Natural language region descriptions
————————
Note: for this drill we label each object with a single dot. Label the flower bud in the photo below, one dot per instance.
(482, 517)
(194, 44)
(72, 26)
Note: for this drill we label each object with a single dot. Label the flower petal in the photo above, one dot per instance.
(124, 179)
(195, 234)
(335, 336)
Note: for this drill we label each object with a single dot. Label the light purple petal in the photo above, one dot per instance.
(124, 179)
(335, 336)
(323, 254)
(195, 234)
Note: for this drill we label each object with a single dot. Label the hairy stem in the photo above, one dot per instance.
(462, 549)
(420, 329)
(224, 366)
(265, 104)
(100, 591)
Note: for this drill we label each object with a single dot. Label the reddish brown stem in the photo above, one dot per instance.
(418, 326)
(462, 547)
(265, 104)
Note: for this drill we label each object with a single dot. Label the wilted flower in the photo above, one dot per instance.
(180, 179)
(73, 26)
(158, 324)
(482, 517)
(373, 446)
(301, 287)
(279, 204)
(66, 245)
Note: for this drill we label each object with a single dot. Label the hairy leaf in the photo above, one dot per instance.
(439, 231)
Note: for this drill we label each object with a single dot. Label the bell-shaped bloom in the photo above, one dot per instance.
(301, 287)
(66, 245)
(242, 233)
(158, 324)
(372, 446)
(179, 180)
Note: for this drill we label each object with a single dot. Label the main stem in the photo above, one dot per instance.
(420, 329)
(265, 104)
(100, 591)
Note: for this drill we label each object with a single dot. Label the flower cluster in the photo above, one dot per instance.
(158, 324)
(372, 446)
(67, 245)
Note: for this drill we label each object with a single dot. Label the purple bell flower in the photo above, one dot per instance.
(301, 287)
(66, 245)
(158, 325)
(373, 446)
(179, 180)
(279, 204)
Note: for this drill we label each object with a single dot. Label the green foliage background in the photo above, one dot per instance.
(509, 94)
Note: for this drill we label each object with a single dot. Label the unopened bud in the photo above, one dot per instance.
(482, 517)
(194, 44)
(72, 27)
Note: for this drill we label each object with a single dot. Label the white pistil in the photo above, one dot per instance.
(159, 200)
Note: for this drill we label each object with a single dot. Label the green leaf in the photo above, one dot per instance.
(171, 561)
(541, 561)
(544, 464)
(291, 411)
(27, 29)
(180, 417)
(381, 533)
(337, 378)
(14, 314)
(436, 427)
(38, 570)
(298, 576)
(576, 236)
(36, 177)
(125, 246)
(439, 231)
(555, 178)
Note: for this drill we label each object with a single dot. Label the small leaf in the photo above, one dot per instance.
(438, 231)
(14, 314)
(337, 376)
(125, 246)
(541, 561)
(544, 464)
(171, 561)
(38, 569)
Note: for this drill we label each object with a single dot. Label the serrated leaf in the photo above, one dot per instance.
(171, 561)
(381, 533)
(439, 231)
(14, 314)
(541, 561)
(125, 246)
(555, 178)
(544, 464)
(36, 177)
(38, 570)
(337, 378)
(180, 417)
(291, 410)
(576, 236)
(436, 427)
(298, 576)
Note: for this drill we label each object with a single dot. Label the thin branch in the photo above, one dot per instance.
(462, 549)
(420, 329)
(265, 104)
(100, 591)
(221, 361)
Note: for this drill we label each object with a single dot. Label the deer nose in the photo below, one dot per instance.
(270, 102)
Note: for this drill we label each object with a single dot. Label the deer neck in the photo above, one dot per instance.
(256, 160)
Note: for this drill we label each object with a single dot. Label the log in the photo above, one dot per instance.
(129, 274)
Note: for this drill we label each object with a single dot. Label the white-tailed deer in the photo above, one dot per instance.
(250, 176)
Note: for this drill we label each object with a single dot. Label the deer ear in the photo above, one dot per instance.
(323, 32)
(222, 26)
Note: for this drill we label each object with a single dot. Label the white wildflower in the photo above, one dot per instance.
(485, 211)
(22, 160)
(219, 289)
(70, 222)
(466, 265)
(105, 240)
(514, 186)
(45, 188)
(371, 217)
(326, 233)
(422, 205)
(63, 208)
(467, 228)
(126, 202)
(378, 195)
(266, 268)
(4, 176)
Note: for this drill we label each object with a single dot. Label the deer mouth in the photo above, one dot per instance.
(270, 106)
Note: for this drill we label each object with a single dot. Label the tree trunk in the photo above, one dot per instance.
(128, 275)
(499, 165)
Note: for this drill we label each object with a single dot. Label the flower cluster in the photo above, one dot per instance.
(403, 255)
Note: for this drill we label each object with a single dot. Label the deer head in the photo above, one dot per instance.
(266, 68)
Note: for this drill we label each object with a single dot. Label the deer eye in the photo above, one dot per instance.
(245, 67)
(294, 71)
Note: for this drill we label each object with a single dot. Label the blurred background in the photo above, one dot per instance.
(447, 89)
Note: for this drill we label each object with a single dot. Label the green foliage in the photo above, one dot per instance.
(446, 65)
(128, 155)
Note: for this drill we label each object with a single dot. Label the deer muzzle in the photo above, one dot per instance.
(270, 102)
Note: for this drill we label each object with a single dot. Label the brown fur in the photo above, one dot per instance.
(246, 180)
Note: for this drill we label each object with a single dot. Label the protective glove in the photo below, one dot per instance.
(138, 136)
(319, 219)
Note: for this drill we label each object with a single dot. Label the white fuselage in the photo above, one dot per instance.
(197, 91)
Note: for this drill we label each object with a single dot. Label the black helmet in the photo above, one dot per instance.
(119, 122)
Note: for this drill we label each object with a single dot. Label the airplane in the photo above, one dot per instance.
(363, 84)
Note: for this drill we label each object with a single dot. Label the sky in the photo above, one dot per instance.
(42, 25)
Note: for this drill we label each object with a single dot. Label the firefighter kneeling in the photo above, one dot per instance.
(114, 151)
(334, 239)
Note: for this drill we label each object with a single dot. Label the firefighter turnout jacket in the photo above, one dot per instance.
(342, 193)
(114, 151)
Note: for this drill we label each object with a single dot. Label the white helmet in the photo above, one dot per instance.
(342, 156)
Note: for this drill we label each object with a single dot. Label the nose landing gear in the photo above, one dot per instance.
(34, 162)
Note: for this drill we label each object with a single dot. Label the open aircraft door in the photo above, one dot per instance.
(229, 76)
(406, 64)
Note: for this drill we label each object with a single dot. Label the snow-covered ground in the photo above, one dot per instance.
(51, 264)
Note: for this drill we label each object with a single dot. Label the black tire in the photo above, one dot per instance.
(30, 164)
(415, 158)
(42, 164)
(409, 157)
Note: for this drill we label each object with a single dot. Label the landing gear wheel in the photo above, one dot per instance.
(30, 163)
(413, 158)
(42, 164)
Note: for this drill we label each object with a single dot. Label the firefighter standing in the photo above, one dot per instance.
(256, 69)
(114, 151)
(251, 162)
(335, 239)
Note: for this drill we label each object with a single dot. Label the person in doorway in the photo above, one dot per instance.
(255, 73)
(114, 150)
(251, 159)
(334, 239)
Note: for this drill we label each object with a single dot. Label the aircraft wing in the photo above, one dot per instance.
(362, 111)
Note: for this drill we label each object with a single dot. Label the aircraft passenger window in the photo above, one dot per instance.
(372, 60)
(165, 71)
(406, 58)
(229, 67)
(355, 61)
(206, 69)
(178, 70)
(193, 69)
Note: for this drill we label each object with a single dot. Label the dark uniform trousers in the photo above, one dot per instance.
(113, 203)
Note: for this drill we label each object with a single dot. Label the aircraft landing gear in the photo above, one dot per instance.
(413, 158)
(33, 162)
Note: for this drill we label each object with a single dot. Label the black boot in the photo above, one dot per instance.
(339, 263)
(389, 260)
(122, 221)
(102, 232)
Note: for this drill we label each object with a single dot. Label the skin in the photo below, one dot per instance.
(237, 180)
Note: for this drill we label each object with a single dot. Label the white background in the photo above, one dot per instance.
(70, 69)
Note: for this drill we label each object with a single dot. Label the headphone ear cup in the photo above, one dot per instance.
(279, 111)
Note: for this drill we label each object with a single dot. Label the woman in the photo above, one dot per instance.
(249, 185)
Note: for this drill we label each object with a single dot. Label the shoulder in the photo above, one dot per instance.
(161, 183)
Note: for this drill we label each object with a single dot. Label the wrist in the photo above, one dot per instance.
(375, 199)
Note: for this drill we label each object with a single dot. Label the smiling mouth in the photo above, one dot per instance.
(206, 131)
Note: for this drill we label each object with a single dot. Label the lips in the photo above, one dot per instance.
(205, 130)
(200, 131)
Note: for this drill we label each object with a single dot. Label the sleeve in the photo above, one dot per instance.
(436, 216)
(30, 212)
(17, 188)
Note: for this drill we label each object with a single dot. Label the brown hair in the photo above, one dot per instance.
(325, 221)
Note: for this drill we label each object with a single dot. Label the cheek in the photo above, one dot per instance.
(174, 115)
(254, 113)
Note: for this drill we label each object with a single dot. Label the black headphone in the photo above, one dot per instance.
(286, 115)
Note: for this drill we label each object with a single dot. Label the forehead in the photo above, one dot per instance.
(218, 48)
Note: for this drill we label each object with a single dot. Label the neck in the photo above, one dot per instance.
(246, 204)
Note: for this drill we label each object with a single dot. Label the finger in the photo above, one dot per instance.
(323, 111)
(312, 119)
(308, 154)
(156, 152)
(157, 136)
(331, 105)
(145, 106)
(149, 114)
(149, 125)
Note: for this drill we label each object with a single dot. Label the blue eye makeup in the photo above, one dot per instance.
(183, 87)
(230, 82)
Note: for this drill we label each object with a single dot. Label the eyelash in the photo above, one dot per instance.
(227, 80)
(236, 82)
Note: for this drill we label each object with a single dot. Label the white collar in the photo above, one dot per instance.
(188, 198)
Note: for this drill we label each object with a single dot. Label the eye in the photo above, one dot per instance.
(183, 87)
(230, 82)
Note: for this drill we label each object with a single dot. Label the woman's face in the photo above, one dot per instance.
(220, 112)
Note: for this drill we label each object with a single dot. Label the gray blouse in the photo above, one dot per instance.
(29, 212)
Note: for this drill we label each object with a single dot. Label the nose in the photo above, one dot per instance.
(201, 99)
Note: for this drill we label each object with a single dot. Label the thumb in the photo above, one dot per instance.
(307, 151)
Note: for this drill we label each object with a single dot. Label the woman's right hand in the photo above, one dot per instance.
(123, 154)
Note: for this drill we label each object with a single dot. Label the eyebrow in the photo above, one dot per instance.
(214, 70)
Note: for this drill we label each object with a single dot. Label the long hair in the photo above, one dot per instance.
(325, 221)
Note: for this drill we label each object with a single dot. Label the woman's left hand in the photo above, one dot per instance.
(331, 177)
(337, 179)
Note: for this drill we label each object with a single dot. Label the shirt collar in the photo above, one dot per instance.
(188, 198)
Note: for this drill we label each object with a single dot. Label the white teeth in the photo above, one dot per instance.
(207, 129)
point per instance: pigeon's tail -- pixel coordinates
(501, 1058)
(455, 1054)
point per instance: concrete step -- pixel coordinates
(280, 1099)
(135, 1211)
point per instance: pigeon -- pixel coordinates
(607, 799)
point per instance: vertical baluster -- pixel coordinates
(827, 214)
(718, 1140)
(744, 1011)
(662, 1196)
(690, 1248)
————————
The problem
Set down only these lines, exactly: the one containing "Label the shirt" and each line after it through the end of the entries above.

Response
Note: for this drill we label each object with a single dot. Label the shirt collar in the photo above, one dot per instance.
(188, 198)
Note: for this drill we label each object with a single dot. Label the white teeth in the photo above, one dot per instance.
(207, 129)
point per instance: pigeon's tail -- pixel coordinates
(501, 1058)
(455, 1054)
point per instance: concrete step -- pixel coordinates
(280, 1099)
(135, 1211)
point per instance: pigeon -- pixel coordinates
(607, 799)
point per instance: vertical baluster -- pixel coordinates
(827, 214)
(718, 1140)
(744, 1011)
(662, 1196)
(690, 1248)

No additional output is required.